§ **DATA SHOWN**
•••••

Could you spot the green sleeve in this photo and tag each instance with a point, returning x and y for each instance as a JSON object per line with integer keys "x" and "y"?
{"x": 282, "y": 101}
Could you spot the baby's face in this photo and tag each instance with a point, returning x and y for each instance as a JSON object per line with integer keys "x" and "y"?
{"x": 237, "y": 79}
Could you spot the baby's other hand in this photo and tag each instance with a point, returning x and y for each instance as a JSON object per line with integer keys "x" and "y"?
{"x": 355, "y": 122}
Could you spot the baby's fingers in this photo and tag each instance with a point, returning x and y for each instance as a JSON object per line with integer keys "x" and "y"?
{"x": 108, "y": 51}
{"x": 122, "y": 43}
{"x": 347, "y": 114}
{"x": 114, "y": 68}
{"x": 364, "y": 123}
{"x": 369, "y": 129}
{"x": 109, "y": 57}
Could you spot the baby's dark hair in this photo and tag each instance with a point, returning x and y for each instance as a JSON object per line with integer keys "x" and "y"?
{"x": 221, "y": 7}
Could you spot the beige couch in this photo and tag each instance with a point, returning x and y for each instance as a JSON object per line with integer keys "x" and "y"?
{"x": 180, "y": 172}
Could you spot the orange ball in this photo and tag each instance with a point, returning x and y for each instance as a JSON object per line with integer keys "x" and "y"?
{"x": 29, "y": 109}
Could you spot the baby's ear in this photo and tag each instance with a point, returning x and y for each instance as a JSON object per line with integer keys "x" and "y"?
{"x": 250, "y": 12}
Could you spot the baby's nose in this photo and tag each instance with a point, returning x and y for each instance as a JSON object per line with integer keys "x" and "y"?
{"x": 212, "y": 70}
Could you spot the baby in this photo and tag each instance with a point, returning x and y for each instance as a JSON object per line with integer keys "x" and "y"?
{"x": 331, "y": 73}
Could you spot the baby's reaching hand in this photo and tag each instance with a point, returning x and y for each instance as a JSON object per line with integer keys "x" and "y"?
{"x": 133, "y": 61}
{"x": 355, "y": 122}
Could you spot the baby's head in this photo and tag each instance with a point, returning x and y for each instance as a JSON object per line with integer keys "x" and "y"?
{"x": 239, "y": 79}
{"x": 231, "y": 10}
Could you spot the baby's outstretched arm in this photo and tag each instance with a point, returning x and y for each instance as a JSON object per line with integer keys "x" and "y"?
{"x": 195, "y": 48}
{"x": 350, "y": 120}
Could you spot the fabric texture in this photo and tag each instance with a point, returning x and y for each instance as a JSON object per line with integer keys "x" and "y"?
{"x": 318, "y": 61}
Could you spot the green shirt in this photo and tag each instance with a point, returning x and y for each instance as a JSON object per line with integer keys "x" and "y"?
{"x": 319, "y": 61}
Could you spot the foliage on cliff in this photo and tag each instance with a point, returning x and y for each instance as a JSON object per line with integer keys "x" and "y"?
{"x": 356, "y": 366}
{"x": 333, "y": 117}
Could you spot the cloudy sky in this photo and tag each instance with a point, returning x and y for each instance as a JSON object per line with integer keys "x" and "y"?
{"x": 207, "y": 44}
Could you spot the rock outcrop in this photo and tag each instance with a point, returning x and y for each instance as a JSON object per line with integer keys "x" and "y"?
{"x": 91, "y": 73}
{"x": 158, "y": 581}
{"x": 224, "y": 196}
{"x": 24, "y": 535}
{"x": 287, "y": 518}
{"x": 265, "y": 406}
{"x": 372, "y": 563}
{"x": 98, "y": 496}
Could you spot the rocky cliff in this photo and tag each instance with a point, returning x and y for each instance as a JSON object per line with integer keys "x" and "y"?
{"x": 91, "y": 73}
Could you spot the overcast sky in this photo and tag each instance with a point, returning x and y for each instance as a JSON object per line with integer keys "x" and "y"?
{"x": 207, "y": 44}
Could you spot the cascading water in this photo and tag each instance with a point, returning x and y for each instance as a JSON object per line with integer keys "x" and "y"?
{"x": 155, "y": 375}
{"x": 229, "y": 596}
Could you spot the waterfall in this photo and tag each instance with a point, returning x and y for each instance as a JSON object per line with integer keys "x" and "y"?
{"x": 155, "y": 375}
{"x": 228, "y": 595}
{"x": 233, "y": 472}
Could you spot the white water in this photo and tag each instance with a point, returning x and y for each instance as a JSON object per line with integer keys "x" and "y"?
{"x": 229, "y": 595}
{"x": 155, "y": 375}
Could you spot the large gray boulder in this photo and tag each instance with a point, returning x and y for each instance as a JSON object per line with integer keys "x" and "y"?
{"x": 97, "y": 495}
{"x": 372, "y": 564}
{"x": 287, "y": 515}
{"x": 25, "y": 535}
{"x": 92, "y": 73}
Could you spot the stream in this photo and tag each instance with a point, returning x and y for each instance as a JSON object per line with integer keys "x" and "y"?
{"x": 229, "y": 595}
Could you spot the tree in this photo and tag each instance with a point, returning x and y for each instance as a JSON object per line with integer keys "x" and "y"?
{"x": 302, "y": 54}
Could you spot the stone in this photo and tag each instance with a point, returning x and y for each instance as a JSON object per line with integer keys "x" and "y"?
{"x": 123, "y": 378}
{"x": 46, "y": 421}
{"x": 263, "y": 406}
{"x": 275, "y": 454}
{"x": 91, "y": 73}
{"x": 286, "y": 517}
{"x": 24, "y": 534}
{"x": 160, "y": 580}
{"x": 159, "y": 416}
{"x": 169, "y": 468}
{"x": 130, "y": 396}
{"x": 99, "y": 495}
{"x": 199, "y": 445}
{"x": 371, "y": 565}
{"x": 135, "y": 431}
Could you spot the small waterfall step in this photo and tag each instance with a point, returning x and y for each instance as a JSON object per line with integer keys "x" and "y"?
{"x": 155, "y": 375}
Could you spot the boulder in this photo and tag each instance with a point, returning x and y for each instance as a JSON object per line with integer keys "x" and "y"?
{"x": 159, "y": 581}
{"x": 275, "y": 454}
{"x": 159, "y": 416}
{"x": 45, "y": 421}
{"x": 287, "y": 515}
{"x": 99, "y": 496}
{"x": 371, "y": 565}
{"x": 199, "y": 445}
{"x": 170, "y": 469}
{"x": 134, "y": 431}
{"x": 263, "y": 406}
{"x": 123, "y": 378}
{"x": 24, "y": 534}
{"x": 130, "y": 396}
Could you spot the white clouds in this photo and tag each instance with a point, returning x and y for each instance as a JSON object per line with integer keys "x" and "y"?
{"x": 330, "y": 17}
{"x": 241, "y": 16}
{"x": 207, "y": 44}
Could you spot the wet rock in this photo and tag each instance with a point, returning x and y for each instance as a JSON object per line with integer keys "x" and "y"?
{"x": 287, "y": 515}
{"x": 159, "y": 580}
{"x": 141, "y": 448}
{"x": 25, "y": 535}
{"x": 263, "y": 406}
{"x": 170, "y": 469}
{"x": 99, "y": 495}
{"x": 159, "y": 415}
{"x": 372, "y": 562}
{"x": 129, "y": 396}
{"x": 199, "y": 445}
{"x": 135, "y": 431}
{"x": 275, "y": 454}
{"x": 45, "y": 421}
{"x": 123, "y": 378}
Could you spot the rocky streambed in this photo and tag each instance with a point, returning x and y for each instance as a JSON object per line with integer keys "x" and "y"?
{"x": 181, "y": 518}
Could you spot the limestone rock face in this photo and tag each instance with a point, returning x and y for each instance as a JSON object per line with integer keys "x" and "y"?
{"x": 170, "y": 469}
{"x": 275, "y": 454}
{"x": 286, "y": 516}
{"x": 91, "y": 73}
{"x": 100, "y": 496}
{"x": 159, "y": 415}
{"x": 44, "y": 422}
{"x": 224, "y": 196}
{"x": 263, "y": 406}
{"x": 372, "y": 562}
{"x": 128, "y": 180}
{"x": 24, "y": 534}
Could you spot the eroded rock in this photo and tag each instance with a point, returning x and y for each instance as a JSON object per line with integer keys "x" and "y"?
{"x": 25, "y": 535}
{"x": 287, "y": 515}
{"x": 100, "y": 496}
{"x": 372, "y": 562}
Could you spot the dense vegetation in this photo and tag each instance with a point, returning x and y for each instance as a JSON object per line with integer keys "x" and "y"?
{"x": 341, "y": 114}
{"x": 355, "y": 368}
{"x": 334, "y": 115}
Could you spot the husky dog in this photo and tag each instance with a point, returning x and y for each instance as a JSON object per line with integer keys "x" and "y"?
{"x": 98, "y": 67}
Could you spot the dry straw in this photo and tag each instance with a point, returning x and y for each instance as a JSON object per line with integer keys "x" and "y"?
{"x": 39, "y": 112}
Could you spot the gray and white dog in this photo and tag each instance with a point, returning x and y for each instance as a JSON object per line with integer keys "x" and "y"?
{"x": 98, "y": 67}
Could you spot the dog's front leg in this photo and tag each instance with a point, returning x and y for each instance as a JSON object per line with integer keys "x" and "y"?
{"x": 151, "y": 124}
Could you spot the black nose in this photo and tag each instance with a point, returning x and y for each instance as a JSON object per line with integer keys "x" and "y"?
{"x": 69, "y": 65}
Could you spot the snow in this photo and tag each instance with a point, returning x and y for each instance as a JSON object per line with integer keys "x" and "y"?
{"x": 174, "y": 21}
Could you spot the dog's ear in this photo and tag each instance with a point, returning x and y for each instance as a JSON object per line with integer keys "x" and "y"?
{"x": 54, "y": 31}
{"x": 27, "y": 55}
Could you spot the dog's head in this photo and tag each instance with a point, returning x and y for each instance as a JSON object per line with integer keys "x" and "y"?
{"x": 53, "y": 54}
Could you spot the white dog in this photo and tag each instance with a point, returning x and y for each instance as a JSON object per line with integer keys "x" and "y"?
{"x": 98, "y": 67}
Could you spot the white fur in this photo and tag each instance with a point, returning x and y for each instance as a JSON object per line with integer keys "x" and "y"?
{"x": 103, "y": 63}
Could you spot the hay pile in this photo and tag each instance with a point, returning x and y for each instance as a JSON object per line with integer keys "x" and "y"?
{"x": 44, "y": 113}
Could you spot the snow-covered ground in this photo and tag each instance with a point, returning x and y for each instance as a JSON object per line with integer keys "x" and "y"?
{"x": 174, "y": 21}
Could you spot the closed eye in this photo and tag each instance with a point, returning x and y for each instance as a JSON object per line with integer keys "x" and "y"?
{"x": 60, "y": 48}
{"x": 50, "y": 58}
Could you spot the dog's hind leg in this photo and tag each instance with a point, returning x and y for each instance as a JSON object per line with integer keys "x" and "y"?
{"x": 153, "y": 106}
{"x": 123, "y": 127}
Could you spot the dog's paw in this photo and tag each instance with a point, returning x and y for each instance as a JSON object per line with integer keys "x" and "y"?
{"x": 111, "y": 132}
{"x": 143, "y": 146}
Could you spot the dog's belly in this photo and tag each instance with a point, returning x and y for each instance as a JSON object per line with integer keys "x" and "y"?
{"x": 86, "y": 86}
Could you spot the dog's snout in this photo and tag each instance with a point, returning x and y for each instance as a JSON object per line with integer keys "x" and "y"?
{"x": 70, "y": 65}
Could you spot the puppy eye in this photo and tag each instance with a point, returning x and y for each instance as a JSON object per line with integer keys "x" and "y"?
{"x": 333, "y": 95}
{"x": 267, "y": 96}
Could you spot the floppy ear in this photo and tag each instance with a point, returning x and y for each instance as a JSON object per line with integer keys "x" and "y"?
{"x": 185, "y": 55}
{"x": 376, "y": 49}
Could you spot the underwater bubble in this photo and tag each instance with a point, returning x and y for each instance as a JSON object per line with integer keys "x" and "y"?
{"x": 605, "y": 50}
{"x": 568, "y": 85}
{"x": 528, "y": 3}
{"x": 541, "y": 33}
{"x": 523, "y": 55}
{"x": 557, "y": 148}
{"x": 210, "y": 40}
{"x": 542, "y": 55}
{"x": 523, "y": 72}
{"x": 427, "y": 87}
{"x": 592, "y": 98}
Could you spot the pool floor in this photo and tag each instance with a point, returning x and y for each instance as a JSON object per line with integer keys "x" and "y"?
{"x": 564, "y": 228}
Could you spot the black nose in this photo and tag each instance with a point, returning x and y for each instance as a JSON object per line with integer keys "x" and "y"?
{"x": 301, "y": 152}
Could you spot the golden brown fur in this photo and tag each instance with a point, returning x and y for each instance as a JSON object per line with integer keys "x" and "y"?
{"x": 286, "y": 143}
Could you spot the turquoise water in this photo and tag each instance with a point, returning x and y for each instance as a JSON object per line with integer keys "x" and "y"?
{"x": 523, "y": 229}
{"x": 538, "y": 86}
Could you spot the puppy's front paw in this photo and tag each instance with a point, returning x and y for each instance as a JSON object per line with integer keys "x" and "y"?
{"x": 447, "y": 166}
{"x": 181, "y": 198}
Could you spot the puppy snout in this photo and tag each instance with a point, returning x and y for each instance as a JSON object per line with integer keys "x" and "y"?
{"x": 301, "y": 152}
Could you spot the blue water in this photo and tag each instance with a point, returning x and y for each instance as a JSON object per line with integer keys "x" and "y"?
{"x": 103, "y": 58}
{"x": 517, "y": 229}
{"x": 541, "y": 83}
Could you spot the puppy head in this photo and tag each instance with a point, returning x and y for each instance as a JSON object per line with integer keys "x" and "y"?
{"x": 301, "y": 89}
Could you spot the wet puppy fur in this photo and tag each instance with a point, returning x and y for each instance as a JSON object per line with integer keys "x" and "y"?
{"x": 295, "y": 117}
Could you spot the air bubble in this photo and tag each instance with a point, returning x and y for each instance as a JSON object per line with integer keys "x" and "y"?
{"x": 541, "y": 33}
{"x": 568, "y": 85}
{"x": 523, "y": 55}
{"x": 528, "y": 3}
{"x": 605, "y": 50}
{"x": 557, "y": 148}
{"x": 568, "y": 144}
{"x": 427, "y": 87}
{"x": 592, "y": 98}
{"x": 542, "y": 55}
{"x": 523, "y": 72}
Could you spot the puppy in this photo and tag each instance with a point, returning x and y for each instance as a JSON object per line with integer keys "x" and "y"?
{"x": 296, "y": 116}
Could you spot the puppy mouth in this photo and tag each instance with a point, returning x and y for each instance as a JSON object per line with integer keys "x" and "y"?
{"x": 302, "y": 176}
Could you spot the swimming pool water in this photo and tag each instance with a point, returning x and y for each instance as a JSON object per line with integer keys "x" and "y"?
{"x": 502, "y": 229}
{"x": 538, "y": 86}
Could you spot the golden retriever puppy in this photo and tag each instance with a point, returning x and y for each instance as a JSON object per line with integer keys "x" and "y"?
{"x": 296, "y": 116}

•••••

§ **INSTRUCTIONS TO FOLLOW**
Copy exactly the line that contains "Could you spot the golden retriever" and every line after it, up to and including the last line of the records.

§ **RESULT OF THIS EXERCISE**
Could you spot the golden retriever puppy in this photo and tag each instance with a point, returning x and y for each instance as a JSON object per line with integer keys "x" and "y"?
{"x": 296, "y": 116}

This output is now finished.